TASK DETAILS: Please repeat each of the records that follow, exactly as written.

***

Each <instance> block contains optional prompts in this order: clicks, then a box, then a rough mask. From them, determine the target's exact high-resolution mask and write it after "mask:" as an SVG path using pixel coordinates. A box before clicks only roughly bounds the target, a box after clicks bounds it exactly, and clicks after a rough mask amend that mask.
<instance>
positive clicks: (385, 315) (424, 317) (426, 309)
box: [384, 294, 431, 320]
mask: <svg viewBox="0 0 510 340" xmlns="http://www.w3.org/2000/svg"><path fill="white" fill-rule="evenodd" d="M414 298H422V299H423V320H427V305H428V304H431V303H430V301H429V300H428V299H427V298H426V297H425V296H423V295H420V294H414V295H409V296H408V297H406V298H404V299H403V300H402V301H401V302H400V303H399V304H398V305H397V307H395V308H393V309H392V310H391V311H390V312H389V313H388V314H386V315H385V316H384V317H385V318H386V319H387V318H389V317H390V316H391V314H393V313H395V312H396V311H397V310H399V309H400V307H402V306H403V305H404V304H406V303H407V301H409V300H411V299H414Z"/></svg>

***

EXERCISE RESULT:
Each <instance> block contains optional prompts in this order: clicks, then a box, then a rough mask. From them, determine the target's exact high-resolution mask and write it after "mask:" as an SVG path using pixel coordinates. A box before clicks only roughly bounds the target, a box after clicks bounds it exactly, and clicks after a rough mask amend that mask.
<instance>
positive clicks: (385, 315) (424, 317) (426, 309)
box: [384, 294, 431, 320]
mask: <svg viewBox="0 0 510 340" xmlns="http://www.w3.org/2000/svg"><path fill="white" fill-rule="evenodd" d="M414 298H422V299H423V320H427V305H428V304H431V303H430V301H429V300H428V299H427V298H426V297H425V296H423V295H420V294H414V295H409V296H408V297H406V298H404V299H403V300H402V301H401V302H400V303H399V304H398V305H397V307H395V308H393V309H392V310H391V311H390V312H389V313H388V314H386V315H385V316H384V317H385V318H386V319H387V318H389V317H390V316H391V314H393V313H395V312H396V311H397V310H399V309H400V307H402V306H403V305H404V304H406V303H407V301H409V300H411V299H414Z"/></svg>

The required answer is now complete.